#### Written exercise:
Rewrite the rows below with every "query phrase" changed to "search phrase" and everything else kept the same, and leave out the pictures.
---------------
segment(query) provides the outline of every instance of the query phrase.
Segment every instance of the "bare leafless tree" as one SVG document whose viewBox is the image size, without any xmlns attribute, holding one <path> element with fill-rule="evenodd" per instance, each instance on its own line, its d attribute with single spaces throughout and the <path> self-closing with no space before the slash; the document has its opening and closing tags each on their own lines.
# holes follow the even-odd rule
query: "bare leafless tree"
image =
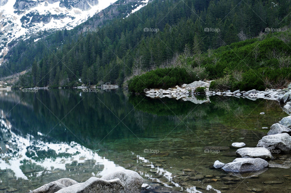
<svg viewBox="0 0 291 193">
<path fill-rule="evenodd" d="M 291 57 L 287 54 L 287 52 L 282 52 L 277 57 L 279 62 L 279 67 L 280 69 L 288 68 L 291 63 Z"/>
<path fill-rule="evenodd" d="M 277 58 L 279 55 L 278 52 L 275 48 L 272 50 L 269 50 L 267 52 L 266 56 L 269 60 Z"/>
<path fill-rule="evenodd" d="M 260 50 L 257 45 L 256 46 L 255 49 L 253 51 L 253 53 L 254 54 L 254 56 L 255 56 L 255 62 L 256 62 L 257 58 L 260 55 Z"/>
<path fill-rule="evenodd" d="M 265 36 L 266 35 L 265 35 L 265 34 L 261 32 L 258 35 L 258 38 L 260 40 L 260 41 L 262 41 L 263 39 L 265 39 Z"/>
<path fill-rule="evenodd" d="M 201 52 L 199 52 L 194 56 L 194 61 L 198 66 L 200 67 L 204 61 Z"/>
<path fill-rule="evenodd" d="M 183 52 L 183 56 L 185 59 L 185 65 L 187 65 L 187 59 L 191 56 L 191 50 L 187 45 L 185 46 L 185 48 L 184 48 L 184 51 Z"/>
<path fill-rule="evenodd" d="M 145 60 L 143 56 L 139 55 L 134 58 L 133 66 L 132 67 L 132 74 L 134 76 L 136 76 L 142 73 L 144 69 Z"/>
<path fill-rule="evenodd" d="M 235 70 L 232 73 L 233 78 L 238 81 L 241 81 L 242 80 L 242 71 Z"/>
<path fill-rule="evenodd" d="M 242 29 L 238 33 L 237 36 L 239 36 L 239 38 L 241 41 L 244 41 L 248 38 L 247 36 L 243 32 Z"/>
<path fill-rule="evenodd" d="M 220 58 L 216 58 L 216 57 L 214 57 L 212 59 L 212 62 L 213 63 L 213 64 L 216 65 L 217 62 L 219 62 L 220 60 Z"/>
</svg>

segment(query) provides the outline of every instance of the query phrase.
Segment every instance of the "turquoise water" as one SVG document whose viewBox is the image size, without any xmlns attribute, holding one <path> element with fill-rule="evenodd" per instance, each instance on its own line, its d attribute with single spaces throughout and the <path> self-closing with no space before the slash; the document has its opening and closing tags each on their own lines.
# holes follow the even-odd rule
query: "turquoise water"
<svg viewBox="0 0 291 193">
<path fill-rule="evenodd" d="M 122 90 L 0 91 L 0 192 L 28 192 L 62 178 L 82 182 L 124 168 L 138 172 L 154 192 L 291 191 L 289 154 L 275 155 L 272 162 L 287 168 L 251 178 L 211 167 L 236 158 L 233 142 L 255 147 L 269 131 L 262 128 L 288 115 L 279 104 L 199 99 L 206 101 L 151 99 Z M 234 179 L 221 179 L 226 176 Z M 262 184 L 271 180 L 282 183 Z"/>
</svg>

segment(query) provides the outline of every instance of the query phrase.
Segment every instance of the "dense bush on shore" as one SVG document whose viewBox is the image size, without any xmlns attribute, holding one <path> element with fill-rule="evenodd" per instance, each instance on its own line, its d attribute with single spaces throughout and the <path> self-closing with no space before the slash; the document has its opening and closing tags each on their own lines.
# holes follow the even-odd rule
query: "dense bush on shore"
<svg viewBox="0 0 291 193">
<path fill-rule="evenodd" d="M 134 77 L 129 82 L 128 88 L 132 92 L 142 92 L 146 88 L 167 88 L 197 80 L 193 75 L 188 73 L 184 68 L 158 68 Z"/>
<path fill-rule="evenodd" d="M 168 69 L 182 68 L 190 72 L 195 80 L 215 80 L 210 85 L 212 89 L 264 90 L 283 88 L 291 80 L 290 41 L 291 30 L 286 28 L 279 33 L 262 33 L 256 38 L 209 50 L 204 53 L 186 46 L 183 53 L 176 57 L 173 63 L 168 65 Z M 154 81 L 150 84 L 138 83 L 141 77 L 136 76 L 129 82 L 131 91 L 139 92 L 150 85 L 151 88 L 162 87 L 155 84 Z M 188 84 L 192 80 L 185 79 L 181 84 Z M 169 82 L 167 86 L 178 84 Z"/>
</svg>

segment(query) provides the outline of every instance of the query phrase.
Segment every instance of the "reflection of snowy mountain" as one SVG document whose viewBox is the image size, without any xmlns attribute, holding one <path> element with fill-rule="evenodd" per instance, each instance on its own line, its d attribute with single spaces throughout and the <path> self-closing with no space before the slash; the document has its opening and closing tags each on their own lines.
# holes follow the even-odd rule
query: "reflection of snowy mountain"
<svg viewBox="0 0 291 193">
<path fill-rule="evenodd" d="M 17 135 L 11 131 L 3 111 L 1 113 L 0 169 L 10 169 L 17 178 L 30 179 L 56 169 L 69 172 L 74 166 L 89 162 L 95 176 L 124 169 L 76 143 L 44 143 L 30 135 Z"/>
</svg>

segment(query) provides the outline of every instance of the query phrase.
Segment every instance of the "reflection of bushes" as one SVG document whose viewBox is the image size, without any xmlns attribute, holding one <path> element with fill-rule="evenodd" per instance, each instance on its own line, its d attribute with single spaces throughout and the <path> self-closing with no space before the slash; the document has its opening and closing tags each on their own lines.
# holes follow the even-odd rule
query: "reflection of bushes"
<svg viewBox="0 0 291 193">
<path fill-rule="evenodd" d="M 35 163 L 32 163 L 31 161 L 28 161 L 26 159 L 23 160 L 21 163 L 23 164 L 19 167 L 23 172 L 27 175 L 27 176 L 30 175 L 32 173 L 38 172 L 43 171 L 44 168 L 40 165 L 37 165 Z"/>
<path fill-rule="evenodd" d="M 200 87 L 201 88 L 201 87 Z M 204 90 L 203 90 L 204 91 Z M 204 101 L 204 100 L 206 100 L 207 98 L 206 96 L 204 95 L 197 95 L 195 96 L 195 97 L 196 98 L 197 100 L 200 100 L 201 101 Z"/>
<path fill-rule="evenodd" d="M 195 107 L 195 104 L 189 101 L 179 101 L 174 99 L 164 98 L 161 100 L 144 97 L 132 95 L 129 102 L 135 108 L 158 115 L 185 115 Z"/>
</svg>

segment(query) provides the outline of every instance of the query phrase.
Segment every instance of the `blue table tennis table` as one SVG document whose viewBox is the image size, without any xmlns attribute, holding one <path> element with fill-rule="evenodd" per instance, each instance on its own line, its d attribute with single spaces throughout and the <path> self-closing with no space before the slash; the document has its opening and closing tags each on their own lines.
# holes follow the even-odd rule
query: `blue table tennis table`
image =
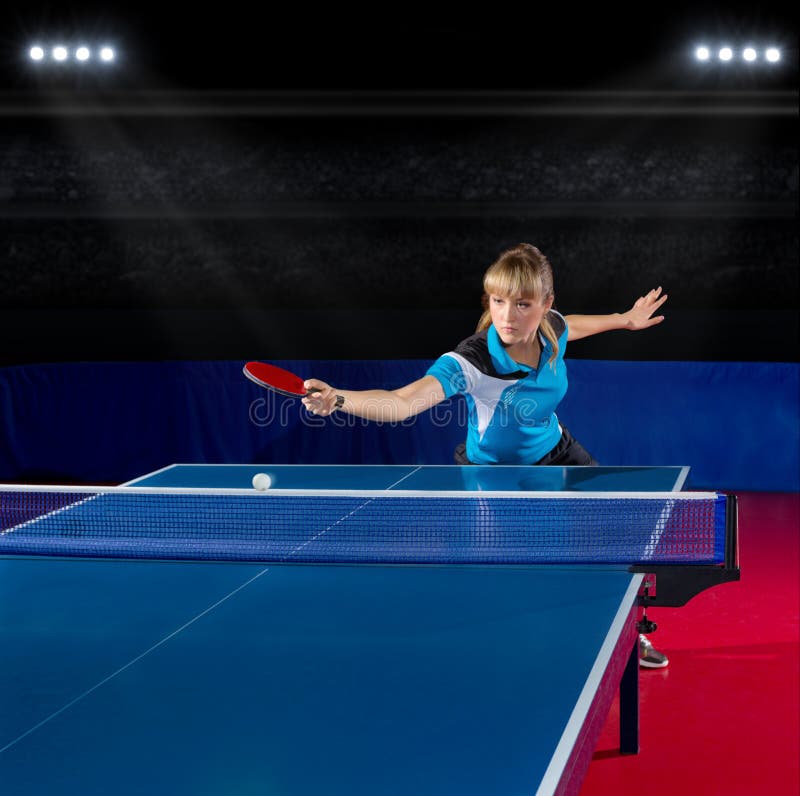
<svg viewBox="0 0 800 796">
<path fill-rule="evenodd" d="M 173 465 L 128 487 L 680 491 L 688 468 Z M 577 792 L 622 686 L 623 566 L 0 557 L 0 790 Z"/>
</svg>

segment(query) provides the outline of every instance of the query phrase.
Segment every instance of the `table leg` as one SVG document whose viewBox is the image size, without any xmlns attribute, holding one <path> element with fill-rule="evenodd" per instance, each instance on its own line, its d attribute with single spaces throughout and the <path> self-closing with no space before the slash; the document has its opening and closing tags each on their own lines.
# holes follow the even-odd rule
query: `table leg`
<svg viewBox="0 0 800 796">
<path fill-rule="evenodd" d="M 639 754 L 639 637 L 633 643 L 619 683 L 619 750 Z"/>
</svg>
---------------
#### Solution to this exercise:
segment(query) provides the outline of every instance of the search phrase.
Segment every instance of the "bare leafless tree" as one SVG document whose viewBox is the image size, without any xmlns attribute, holding one <path> element with fill-rule="evenodd" per instance, each instance on its own line, its d attribute with single spaces throughout and the <path> self-closing with no space before the slash; the document has its opening and closing tags each on their own lines.
# holes follow the even-odd rule
query: "bare leafless tree"
image =
<svg viewBox="0 0 291 193">
<path fill-rule="evenodd" d="M 291 57 L 287 54 L 287 52 L 282 52 L 277 57 L 279 62 L 279 67 L 280 69 L 288 68 L 291 63 Z"/>
<path fill-rule="evenodd" d="M 277 58 L 279 55 L 278 52 L 275 48 L 272 50 L 269 50 L 267 52 L 266 56 L 269 60 Z"/>
<path fill-rule="evenodd" d="M 260 50 L 257 45 L 256 46 L 255 49 L 253 51 L 253 53 L 254 54 L 254 56 L 255 56 L 255 62 L 256 62 L 257 58 L 260 55 Z"/>
<path fill-rule="evenodd" d="M 265 36 L 266 35 L 265 35 L 265 34 L 261 32 L 258 35 L 258 38 L 260 40 L 260 41 L 262 41 L 263 39 L 265 39 Z"/>
<path fill-rule="evenodd" d="M 201 52 L 199 52 L 194 56 L 194 61 L 198 66 L 200 67 L 204 61 Z"/>
<path fill-rule="evenodd" d="M 183 52 L 183 56 L 185 59 L 185 65 L 187 65 L 187 59 L 191 56 L 191 50 L 187 45 L 185 46 L 185 48 L 184 48 L 184 51 Z"/>
<path fill-rule="evenodd" d="M 145 60 L 143 56 L 139 55 L 134 58 L 133 66 L 132 67 L 132 74 L 134 76 L 136 76 L 142 73 L 144 69 Z"/>
<path fill-rule="evenodd" d="M 235 70 L 232 73 L 233 78 L 238 81 L 241 81 L 242 80 L 242 71 Z"/>
<path fill-rule="evenodd" d="M 242 29 L 238 33 L 237 36 L 239 36 L 239 38 L 241 41 L 244 41 L 248 38 L 247 36 L 243 32 Z"/>
<path fill-rule="evenodd" d="M 220 58 L 216 58 L 216 57 L 214 57 L 212 59 L 212 62 L 213 63 L 213 64 L 216 65 L 217 62 L 219 62 L 220 60 Z"/>
</svg>

segment(query) provides the outline of every instance of the search phrase.
Segment every instance of the "turquoise water" as one SVG document whose viewBox is the image size, without any xmlns attribute, holding one <path> element with fill-rule="evenodd" per instance, each instance on its own line, its d attribute with single spaces throughout and the <path> self-closing with no space before the slash; the document has its opening and closing tags each on their own lines.
# holes follow the even-odd rule
query: "turquoise water"
<svg viewBox="0 0 291 193">
<path fill-rule="evenodd" d="M 122 90 L 0 91 L 0 192 L 28 192 L 62 178 L 82 182 L 124 168 L 138 172 L 154 192 L 291 191 L 289 154 L 275 155 L 272 162 L 287 168 L 251 178 L 211 167 L 236 158 L 233 142 L 255 147 L 269 131 L 262 128 L 288 115 L 279 104 L 199 99 L 206 101 L 151 99 Z M 234 179 L 221 179 L 226 176 Z M 262 184 L 271 180 L 282 183 Z"/>
</svg>

segment(query) provides the outline of every instance of the search phrase.
Segment every instance of the "dense bush on shore" as one SVG document whose viewBox is the image size, without any xmlns attribute, holding one <path> element with fill-rule="evenodd" per instance, each instance on its own line, its d attribute with single spaces throughout and the <path> self-closing with no space before the slash; the document has its opening and closing tags each on their own lines.
# holes follow the even-odd rule
query: "dense bush on shore"
<svg viewBox="0 0 291 193">
<path fill-rule="evenodd" d="M 134 77 L 129 82 L 128 88 L 132 92 L 142 92 L 146 88 L 167 88 L 197 80 L 193 75 L 188 73 L 184 68 L 158 68 Z"/>
<path fill-rule="evenodd" d="M 168 69 L 182 68 L 190 72 L 195 80 L 215 80 L 210 85 L 212 89 L 264 90 L 283 88 L 291 80 L 290 41 L 291 30 L 286 28 L 279 33 L 262 33 L 256 38 L 209 50 L 204 53 L 186 46 L 183 53 L 176 57 L 173 63 L 168 65 Z M 154 81 L 150 84 L 138 83 L 141 77 L 136 76 L 129 82 L 131 91 L 139 92 L 150 85 L 151 88 L 162 87 L 155 84 Z M 188 84 L 192 80 L 185 79 L 181 84 Z M 169 82 L 167 86 L 178 84 Z"/>
</svg>

segment(query) provides the outline of every instance of the search phrase.
Segment every instance of the "reflection of snowy mountain" as one SVG document whose viewBox is the image size, without any xmlns attribute, holding one <path> element with fill-rule="evenodd" per instance, each instance on its own line, its d attribute with single spaces throughout and the <path> self-closing with no space before the slash; the document has its opening and closing tags each on their own lines.
# holes follow the even-odd rule
query: "reflection of snowy mountain"
<svg viewBox="0 0 291 193">
<path fill-rule="evenodd" d="M 17 135 L 11 131 L 3 111 L 1 113 L 0 169 L 10 169 L 17 178 L 30 179 L 56 169 L 69 172 L 74 166 L 89 162 L 95 176 L 124 169 L 76 143 L 44 143 L 30 135 Z"/>
</svg>

segment(query) provides the outline of every instance of the search phrase.
Segment every instance of the "reflection of bushes" as one SVG document whose viewBox is the image size, without any xmlns attribute, holding one <path> element with fill-rule="evenodd" per instance, each instance on its own line, its d attribute with single spaces throughout and the <path> self-closing with no space before the slash; the document has its opening and closing tags each on their own lines.
# holes follow the even-odd rule
query: "reflection of bushes"
<svg viewBox="0 0 291 193">
<path fill-rule="evenodd" d="M 35 163 L 32 163 L 31 161 L 28 161 L 26 159 L 23 160 L 21 163 L 23 164 L 19 167 L 23 172 L 27 175 L 27 176 L 30 175 L 32 173 L 38 172 L 43 171 L 44 168 L 40 165 L 37 165 Z"/>
<path fill-rule="evenodd" d="M 200 87 L 201 88 L 201 87 Z M 204 90 L 203 90 L 204 91 Z M 204 101 L 204 100 L 206 100 L 207 98 L 206 96 L 204 95 L 197 95 L 195 96 L 195 97 L 196 98 L 197 100 L 200 100 L 201 101 Z"/>
<path fill-rule="evenodd" d="M 195 107 L 195 104 L 189 101 L 179 101 L 174 99 L 164 98 L 161 100 L 144 97 L 132 95 L 129 102 L 135 108 L 158 115 L 185 115 Z"/>
</svg>

segment(query) provides the outline of every instance of the search phrase.
Segment every instance of the `blue table tennis table` as one SVG document whose viewBox is the image size, without any xmlns attribute, holding one <path> element with fill-rule="evenodd" per instance, each instance on its own line, its d attribute with single spaces throughout and the <path> self-closing with no space before the slash; the document has its opening and closing tags each on their own lines.
# holes follow the even-odd rule
query: `blue table tennis table`
image =
<svg viewBox="0 0 800 796">
<path fill-rule="evenodd" d="M 173 465 L 128 487 L 680 491 L 688 468 Z M 577 792 L 622 686 L 623 566 L 0 557 L 0 790 Z"/>
</svg>

segment(query) provides the outline of every instance of the search phrase.
Segment every instance of the `table leg` as one SVG document whose viewBox is the image size, without any xmlns attribute, holding one <path> element with fill-rule="evenodd" per instance, each instance on its own line, its d attribute with single spaces throughout and the <path> self-closing with no space before the slash; the document has its opening and closing tags each on their own lines.
# holes follow the even-odd rule
query: `table leg`
<svg viewBox="0 0 800 796">
<path fill-rule="evenodd" d="M 639 754 L 639 637 L 633 643 L 619 683 L 619 750 Z"/>
</svg>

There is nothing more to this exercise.